#### [Exercise goal]
Rewrite the lines of the material from the one containing "Please locate the gooseneck" through the one containing "[31,173,57,240]", inclusive, changing "research team" to "field crew" and keeping everything else the same.

#### [Records provided]

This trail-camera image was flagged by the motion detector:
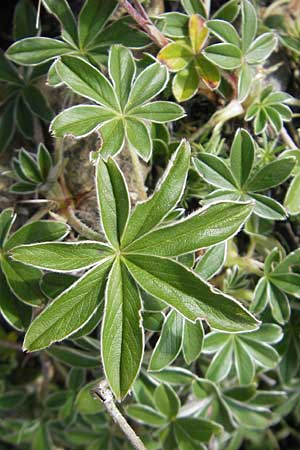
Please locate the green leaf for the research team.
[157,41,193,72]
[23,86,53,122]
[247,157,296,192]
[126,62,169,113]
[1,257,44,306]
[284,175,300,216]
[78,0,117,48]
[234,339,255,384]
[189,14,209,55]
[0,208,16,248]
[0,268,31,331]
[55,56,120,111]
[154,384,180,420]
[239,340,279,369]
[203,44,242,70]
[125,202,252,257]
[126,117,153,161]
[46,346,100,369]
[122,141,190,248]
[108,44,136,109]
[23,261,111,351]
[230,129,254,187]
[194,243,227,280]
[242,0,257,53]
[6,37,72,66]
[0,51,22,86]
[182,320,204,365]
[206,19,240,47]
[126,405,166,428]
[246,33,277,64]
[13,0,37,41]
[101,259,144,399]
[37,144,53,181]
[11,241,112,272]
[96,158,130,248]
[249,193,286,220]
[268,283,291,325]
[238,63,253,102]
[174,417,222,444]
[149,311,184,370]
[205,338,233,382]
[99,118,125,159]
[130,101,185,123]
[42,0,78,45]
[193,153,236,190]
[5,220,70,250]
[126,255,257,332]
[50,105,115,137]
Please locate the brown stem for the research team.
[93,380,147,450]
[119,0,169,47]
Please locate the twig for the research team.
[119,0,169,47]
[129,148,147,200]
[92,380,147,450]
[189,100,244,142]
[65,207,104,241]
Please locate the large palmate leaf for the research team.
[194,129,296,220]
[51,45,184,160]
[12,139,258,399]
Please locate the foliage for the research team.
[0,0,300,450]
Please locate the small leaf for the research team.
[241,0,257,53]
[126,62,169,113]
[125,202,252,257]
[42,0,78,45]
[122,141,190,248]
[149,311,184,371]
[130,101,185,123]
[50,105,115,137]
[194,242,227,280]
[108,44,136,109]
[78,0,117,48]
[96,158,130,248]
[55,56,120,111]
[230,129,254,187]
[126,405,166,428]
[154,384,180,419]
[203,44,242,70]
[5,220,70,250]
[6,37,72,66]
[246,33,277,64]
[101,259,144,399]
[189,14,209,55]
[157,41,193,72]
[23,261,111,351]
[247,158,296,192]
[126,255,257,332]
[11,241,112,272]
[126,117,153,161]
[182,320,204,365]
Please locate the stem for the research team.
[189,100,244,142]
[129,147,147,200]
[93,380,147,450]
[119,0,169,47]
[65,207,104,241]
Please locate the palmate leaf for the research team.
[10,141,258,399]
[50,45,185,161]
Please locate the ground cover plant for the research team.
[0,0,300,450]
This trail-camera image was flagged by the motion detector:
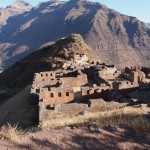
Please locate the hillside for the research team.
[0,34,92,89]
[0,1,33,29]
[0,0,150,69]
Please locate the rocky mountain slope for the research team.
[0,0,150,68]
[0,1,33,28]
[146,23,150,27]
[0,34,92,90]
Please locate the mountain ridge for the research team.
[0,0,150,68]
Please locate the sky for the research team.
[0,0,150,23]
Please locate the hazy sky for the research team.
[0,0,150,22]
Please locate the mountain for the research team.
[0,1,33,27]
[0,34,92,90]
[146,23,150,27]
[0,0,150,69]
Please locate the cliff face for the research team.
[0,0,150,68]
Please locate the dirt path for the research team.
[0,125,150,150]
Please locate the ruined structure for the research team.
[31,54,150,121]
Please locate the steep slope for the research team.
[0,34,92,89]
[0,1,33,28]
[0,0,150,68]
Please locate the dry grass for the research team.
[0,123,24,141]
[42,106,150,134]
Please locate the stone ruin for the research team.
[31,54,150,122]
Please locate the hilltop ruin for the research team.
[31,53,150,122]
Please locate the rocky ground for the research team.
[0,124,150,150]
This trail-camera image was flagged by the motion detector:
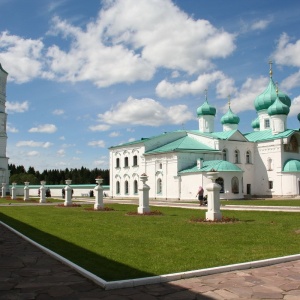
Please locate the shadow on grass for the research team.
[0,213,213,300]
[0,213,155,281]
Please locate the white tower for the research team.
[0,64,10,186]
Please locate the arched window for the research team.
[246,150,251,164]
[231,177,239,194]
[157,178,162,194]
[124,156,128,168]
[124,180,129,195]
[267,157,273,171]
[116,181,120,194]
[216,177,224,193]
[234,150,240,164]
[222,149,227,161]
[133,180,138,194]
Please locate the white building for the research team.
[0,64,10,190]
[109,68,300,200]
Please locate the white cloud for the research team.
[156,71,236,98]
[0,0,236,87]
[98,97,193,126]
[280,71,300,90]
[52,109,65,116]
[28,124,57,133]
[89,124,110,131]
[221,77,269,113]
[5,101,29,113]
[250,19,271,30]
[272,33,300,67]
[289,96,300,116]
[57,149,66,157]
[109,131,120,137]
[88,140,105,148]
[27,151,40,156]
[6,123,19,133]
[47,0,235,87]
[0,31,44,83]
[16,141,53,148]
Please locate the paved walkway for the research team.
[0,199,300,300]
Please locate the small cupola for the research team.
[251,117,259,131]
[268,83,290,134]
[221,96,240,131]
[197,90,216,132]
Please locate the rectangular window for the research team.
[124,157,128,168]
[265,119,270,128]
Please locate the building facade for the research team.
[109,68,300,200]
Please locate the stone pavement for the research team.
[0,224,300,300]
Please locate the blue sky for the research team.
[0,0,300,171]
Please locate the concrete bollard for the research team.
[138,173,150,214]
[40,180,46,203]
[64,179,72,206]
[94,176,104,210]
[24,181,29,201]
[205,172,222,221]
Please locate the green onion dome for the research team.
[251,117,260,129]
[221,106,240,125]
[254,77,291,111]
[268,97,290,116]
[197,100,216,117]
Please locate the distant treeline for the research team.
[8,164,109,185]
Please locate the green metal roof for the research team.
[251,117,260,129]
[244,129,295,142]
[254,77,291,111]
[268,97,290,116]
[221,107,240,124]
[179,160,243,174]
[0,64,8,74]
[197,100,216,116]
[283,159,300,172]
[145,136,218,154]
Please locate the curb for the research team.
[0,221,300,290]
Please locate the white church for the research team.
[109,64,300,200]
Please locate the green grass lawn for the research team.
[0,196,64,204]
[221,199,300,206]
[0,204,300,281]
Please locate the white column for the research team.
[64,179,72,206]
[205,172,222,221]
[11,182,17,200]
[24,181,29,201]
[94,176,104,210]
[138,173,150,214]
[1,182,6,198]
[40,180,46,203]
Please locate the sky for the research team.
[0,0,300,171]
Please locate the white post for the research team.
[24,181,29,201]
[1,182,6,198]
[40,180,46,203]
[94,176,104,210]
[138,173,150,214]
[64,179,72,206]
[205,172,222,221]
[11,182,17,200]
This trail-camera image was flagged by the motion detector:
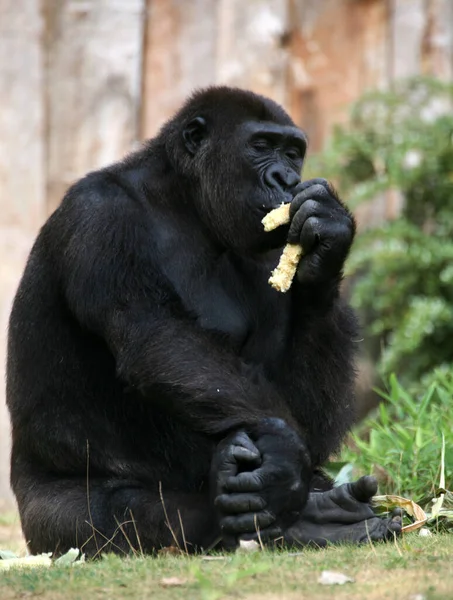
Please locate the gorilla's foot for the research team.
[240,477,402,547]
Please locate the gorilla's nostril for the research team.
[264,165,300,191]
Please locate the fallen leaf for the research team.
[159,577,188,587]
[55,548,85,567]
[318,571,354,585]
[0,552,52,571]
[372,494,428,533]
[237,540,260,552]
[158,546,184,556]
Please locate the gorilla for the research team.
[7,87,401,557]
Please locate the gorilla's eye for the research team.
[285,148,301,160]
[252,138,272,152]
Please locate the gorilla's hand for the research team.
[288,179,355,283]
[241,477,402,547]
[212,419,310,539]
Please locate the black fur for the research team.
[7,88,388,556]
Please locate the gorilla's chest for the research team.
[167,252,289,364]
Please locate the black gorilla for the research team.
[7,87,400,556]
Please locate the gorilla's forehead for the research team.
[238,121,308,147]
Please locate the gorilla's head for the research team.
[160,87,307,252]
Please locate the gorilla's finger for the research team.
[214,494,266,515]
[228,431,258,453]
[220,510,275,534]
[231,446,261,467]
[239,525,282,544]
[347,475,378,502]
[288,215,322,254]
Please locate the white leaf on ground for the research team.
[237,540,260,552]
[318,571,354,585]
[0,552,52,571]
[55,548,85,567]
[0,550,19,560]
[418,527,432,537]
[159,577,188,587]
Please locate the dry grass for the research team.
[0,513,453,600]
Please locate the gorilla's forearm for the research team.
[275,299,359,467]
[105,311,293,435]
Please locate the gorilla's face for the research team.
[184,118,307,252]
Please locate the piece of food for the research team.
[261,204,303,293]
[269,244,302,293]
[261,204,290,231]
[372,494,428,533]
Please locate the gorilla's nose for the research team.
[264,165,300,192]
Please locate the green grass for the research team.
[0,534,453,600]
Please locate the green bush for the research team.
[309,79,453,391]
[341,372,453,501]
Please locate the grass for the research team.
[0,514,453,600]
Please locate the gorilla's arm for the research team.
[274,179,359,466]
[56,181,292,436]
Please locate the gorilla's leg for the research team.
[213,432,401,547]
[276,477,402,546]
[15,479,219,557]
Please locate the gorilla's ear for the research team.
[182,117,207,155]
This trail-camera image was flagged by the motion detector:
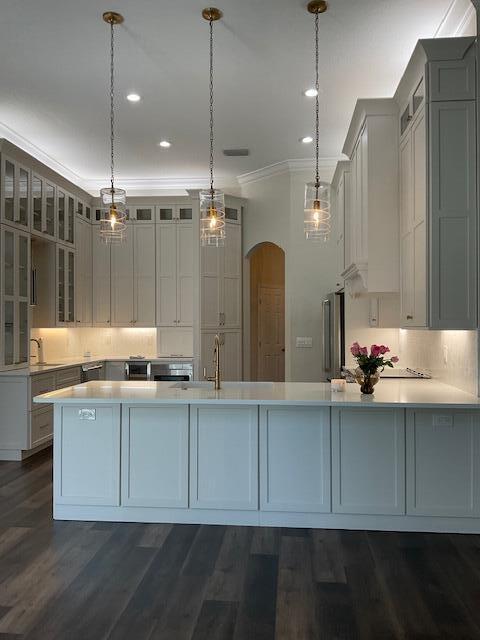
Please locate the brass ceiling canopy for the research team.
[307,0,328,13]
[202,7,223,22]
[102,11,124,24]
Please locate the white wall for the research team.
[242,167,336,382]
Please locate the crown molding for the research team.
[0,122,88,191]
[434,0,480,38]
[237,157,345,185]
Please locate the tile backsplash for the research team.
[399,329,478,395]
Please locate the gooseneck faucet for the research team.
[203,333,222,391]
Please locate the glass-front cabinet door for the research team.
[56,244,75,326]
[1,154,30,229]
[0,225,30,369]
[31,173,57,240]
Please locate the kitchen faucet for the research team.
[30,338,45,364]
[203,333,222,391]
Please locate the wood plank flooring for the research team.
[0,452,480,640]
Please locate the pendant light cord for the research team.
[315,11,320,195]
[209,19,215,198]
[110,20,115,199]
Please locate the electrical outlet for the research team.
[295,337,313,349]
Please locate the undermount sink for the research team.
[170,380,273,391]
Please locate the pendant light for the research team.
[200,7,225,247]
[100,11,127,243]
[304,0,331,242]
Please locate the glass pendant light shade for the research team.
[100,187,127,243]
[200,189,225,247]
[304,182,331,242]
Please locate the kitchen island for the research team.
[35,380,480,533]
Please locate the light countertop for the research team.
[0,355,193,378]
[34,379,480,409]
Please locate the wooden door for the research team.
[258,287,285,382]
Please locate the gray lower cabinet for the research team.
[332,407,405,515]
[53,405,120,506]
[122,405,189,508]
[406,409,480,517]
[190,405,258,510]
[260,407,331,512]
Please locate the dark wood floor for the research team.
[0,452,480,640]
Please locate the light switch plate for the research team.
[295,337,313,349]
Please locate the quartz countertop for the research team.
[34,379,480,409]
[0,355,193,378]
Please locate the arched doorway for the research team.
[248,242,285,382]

--

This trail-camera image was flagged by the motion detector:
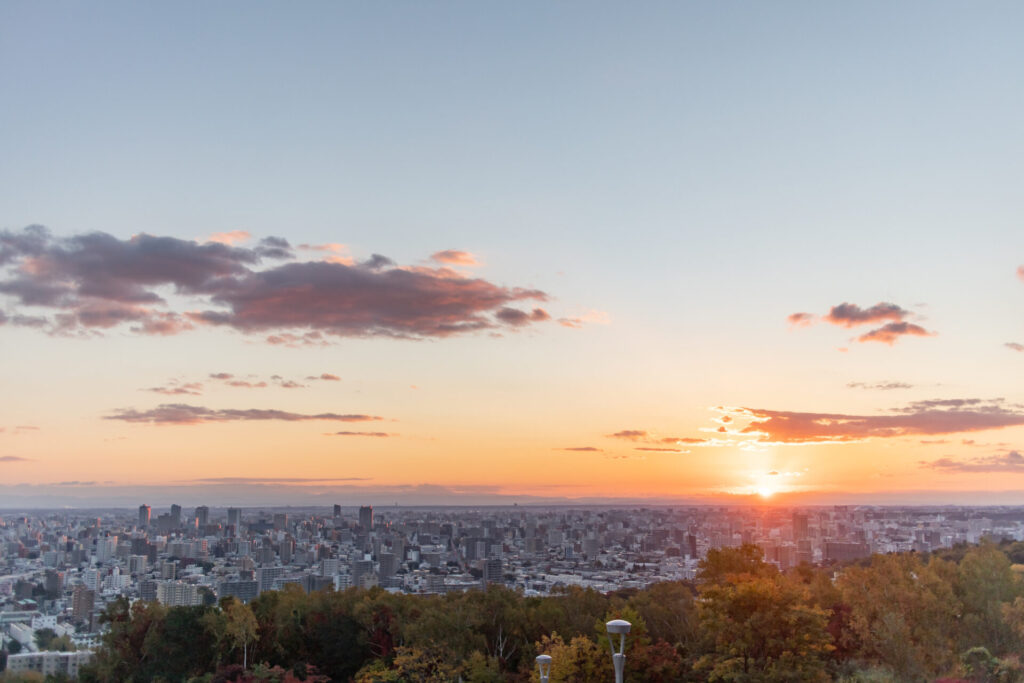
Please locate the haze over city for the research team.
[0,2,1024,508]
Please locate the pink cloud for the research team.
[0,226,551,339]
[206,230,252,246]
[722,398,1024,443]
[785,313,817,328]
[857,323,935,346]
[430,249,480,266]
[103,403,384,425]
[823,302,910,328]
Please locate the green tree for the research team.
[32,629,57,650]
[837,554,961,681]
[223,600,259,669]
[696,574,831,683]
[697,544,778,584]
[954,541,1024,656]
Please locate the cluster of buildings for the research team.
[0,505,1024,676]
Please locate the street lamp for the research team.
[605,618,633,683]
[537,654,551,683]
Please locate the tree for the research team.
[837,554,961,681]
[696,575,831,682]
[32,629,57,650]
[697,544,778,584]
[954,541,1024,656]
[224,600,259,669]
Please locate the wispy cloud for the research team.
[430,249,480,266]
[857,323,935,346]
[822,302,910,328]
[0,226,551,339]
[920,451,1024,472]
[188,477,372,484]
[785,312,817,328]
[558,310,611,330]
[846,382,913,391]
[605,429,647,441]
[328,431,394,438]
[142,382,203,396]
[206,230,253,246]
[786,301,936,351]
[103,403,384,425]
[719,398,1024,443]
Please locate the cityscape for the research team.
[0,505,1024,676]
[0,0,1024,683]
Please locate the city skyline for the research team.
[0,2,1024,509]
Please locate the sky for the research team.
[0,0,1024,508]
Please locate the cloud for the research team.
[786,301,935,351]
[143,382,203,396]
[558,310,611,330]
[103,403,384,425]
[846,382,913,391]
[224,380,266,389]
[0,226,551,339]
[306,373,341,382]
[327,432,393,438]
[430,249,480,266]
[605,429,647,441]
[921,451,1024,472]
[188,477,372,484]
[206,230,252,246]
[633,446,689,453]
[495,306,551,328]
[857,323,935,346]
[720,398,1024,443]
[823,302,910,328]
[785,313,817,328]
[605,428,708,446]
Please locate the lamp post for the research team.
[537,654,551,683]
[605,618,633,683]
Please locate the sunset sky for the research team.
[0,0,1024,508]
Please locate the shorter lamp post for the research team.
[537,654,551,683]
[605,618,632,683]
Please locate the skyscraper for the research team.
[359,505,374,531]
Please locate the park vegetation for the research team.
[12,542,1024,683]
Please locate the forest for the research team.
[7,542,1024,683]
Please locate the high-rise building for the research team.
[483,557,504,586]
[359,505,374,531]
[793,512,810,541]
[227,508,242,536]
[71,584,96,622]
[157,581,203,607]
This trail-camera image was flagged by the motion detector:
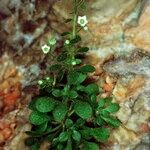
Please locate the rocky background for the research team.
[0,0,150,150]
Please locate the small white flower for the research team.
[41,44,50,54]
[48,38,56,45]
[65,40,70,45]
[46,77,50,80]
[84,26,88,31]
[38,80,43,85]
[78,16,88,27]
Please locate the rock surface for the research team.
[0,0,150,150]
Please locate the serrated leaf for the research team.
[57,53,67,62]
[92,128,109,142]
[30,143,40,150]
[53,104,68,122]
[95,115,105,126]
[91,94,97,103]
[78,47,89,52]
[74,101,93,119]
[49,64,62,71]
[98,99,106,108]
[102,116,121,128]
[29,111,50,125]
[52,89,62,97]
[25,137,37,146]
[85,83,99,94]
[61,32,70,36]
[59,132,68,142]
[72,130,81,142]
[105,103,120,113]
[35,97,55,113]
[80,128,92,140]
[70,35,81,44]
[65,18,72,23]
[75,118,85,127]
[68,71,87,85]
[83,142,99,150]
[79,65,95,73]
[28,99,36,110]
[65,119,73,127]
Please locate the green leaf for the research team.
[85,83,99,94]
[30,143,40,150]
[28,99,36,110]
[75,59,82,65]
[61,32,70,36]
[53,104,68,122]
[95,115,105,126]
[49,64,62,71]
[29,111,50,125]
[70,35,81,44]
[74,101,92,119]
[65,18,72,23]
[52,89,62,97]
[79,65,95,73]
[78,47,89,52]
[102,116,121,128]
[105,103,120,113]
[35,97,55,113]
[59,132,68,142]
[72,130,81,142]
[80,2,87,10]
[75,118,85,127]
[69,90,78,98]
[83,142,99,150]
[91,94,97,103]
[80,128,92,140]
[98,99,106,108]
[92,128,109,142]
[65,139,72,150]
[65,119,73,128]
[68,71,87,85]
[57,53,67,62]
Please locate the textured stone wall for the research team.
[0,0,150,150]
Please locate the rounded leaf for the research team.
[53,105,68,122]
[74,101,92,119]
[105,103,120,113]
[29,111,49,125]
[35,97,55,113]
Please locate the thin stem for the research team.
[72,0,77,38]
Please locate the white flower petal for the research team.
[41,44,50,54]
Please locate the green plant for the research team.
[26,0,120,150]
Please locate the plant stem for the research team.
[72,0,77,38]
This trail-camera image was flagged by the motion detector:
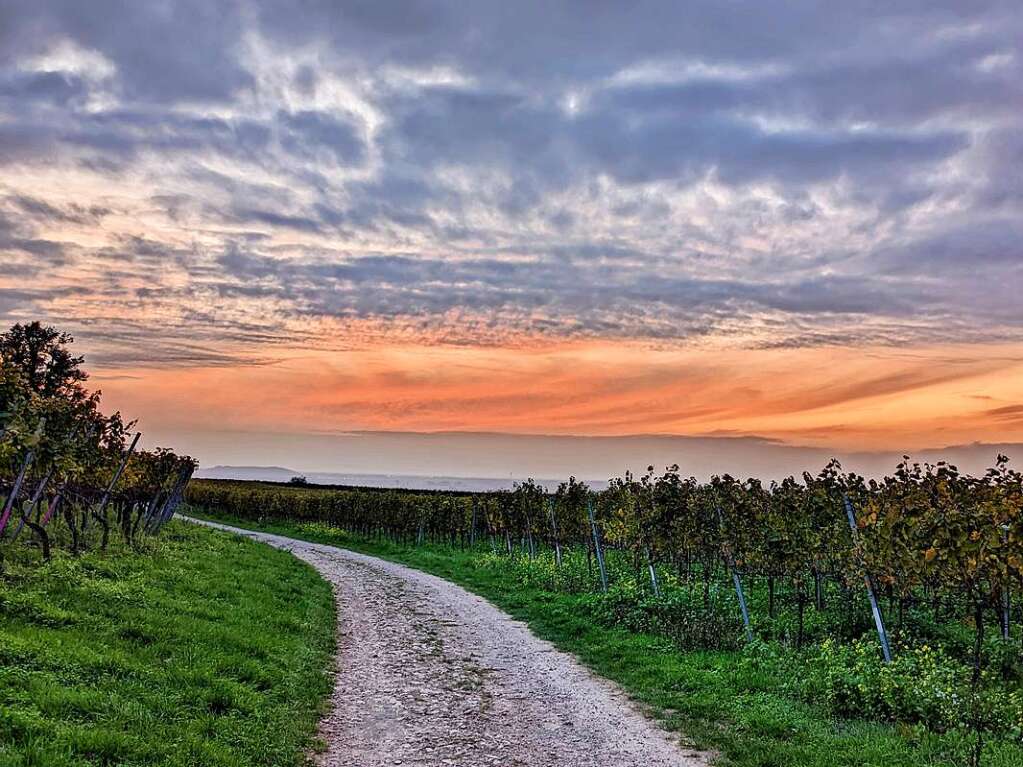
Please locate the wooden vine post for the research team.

--

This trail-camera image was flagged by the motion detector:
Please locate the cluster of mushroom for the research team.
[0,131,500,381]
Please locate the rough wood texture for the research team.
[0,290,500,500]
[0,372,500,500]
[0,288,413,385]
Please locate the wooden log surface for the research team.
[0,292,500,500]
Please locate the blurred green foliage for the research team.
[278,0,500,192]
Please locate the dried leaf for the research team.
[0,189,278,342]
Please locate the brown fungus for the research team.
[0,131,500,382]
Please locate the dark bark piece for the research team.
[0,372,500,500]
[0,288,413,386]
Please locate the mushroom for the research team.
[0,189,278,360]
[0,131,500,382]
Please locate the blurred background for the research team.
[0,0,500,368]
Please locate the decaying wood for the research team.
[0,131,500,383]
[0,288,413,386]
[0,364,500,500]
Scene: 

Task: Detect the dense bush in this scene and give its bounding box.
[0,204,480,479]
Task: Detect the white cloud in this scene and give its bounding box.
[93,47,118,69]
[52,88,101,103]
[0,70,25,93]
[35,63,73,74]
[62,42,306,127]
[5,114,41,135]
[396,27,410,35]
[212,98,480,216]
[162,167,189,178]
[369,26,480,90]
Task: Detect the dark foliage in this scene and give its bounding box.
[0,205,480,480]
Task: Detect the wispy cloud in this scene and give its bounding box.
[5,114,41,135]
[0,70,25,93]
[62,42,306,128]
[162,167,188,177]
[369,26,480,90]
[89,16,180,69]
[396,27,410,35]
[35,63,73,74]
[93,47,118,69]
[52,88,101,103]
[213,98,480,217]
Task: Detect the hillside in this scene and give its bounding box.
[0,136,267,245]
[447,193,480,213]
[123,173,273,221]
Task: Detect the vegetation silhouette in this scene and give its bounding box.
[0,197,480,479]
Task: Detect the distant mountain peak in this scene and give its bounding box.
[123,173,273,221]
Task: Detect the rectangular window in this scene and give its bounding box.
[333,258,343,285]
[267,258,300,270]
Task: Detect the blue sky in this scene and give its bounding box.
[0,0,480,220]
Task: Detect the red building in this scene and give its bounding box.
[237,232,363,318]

#### [Task solution]
Please locate the gooseneck faucet for the field crew.
[203,333,222,391]
Please locate the glass-front cabinet door for the field crew.
[56,244,75,326]
[1,154,30,229]
[0,225,30,369]
[31,173,57,240]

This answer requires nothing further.